» Stated task: Rewrite the listing as a numbered list, starting at its first line and going up to and including the line with "[[921, 789]]". Skip blank lines and leave the pictures out.

» The data:

- - - - -

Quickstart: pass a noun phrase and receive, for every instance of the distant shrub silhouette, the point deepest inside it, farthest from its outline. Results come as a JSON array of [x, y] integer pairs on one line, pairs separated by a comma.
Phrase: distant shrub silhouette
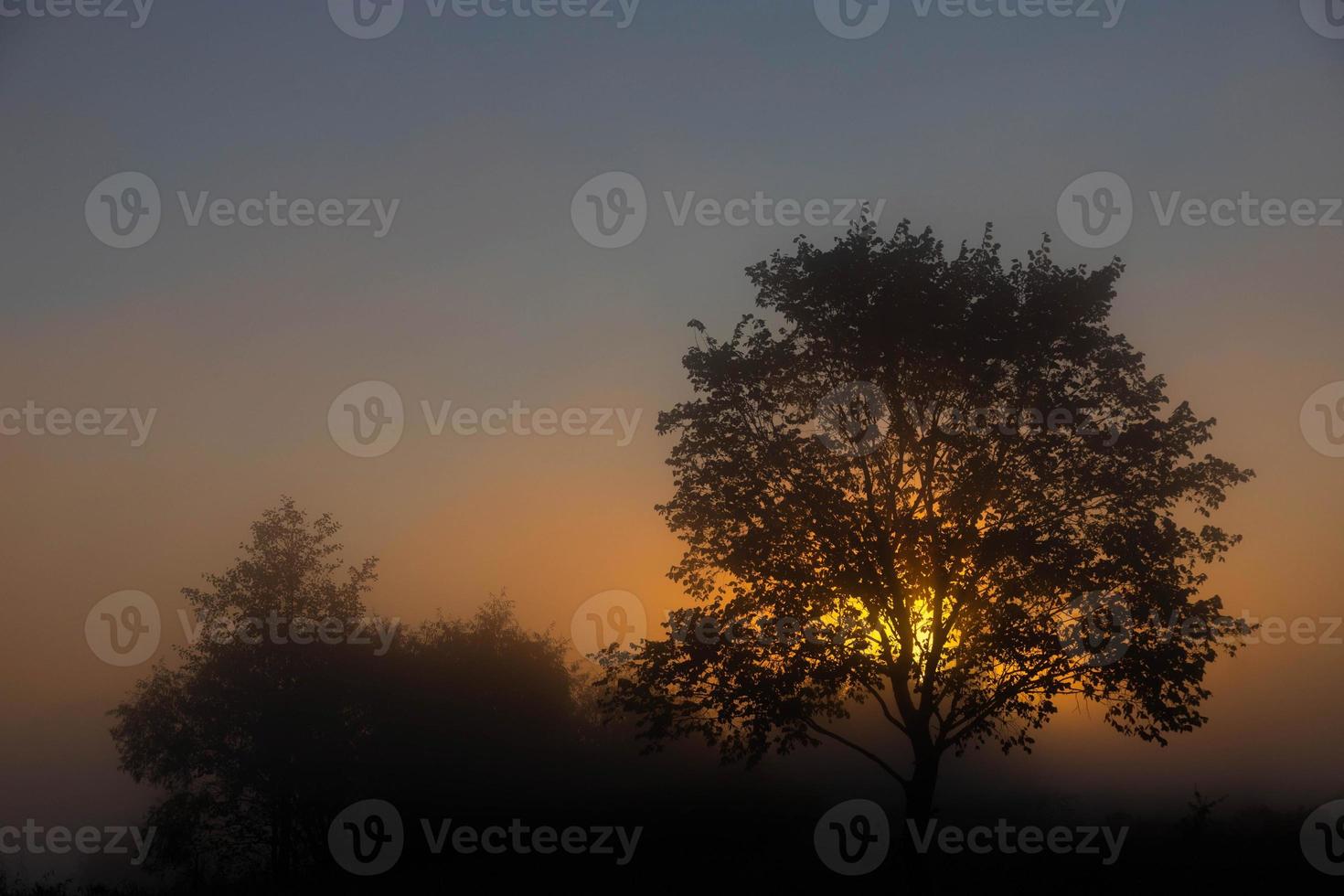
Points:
[[258, 743]]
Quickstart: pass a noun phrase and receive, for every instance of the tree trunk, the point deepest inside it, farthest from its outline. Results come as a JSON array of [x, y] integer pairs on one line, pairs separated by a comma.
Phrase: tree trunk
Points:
[[921, 789]]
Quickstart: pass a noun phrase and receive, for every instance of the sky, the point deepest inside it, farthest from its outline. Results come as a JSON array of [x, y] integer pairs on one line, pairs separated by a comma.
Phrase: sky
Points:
[[484, 292]]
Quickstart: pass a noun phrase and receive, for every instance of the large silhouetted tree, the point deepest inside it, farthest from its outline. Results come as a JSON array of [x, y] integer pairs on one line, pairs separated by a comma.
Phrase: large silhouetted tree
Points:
[[961, 458]]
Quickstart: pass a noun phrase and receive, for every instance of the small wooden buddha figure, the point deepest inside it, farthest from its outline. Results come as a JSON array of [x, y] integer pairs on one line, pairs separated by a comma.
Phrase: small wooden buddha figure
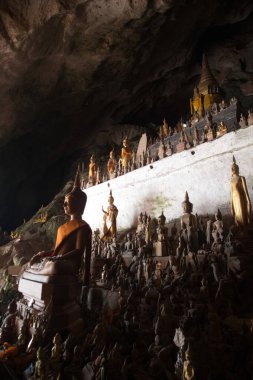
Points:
[[240, 200], [222, 129], [112, 165], [92, 171]]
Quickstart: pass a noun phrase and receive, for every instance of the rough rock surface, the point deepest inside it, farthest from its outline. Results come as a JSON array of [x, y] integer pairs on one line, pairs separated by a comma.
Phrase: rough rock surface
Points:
[[72, 68]]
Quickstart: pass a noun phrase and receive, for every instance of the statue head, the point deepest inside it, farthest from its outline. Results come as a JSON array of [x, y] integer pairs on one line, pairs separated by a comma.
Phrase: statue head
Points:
[[161, 219], [187, 205], [235, 167], [125, 142], [75, 201], [218, 215], [188, 353], [110, 199], [112, 154]]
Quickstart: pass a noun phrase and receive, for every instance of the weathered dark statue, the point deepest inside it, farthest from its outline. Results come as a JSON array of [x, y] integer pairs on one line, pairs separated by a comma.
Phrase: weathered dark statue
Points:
[[73, 239]]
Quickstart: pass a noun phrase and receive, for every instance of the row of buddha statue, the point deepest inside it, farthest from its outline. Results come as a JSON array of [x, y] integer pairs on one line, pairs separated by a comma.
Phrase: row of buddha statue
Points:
[[171, 140], [164, 289]]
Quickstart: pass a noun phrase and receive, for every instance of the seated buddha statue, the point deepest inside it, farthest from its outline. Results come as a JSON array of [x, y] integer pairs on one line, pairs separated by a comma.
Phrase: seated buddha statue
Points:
[[222, 129], [73, 239], [112, 165], [166, 130], [126, 154]]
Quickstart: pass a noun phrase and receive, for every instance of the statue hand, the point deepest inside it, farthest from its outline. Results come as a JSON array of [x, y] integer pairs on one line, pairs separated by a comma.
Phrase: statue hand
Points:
[[53, 258], [36, 258]]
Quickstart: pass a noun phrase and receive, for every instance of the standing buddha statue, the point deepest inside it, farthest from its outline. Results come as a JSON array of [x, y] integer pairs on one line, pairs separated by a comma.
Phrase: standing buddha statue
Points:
[[112, 165], [206, 93], [126, 154], [240, 200], [110, 220], [92, 171]]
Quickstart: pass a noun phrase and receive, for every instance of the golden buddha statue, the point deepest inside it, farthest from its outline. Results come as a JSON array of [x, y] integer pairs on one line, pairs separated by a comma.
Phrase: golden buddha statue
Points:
[[112, 165], [92, 171], [222, 129], [126, 154], [196, 103], [240, 200], [188, 367], [166, 131], [73, 239], [110, 220], [207, 92]]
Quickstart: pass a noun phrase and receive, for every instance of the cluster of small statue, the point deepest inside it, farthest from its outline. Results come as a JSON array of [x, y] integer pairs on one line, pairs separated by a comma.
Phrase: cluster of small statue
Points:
[[207, 102], [183, 306], [171, 140]]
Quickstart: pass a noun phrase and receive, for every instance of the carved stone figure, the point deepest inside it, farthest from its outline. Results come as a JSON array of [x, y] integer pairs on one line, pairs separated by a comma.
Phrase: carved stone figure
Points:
[[57, 347], [250, 118], [169, 149], [161, 149], [126, 154], [218, 225], [92, 171], [240, 200], [188, 367], [41, 366], [182, 143], [8, 330], [196, 103], [165, 128], [73, 238], [242, 121], [110, 220], [222, 129], [112, 165]]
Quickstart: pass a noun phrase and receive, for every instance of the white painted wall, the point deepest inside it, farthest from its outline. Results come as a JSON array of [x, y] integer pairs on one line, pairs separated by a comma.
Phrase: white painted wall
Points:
[[205, 175]]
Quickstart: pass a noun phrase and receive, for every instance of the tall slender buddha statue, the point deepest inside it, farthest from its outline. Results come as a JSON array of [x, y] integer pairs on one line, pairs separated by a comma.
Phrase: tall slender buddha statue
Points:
[[240, 200], [92, 171], [112, 165], [222, 129], [188, 219], [196, 103], [188, 233], [207, 92], [166, 130], [73, 239], [110, 220], [188, 366], [126, 154]]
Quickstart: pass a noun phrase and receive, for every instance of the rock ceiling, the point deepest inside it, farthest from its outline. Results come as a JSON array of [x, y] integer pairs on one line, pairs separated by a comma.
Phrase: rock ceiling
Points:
[[73, 70]]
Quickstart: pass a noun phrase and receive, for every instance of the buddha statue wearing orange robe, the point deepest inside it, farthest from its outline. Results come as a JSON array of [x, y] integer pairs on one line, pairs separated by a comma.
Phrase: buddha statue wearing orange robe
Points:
[[240, 200], [73, 239]]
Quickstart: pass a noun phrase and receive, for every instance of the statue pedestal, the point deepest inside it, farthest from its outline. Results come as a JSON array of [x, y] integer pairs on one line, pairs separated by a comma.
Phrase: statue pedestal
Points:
[[160, 249], [56, 296]]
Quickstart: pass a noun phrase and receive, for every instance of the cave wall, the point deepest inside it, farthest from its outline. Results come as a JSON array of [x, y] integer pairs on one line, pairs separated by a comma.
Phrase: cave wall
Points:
[[161, 186], [70, 69]]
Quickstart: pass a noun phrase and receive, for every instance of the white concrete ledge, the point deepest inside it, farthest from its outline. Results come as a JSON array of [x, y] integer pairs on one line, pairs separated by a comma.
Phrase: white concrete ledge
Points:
[[204, 171]]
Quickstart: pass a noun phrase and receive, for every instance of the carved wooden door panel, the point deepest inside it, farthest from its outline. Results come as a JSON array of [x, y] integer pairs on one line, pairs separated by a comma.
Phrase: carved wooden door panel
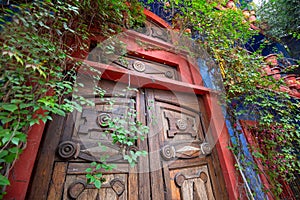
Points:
[[180, 163], [71, 144]]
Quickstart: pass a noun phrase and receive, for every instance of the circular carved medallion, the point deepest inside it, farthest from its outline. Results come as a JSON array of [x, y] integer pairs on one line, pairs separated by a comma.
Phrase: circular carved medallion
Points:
[[67, 149], [205, 148], [139, 66], [167, 152], [103, 119], [181, 124]]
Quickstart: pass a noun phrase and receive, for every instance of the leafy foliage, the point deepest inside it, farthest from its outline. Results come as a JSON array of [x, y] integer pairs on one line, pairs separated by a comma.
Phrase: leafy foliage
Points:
[[249, 91], [37, 70], [281, 17]]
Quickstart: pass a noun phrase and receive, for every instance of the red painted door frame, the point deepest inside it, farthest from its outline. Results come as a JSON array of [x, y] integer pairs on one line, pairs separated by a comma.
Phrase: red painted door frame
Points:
[[191, 79]]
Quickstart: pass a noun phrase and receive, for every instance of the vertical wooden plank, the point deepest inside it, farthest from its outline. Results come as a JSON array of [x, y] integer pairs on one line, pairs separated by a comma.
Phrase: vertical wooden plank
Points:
[[143, 165], [156, 177], [44, 167], [58, 179], [133, 184]]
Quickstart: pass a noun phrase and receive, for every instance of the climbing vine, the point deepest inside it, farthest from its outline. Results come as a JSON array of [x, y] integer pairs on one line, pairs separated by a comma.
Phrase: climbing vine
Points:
[[37, 70], [249, 92], [38, 73]]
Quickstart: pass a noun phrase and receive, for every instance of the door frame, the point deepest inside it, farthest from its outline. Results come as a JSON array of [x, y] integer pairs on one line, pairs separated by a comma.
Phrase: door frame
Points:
[[21, 173]]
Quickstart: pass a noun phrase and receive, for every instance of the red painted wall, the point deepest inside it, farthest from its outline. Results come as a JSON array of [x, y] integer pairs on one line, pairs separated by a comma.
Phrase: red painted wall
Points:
[[190, 75]]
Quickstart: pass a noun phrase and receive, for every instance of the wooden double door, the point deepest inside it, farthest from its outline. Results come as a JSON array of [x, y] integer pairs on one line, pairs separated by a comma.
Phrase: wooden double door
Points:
[[181, 162]]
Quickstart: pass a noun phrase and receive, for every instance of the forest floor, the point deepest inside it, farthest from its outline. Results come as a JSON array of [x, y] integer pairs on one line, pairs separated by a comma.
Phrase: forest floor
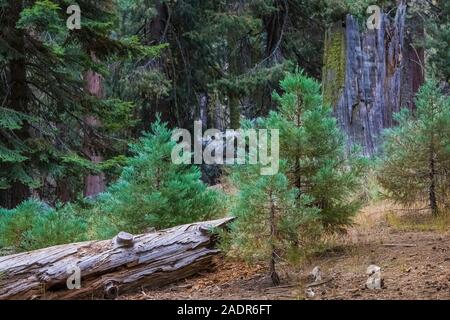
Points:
[[412, 249]]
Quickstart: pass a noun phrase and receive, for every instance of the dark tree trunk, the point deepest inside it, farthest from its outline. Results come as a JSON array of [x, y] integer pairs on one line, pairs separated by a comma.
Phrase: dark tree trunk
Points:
[[432, 188], [18, 96], [368, 76], [273, 234], [274, 25], [235, 111], [94, 183]]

- - - - -

» Exercise output:
1. Quickstart: pass a noun phrase and receive, for every instance of the distant shrub silhouette, the point deepest inside it, farthest from its outline. Results come as a JSON array of [x, y] integer pairs on one line, pairs separated by a comma.
2. Phrase: distant shrub silhouette
3. Points:
4. [[258, 743]]
5. Quickstart: pass a noun phrase and receive, for every instance of the tree trunk, the point deepest inside it, farthest from its outline. Results come as a JSON array of [x, y] integer pairs on one line, pairs separated by a comma.
6. Phrase: tree trunk
7. Points:
8. [[921, 789]]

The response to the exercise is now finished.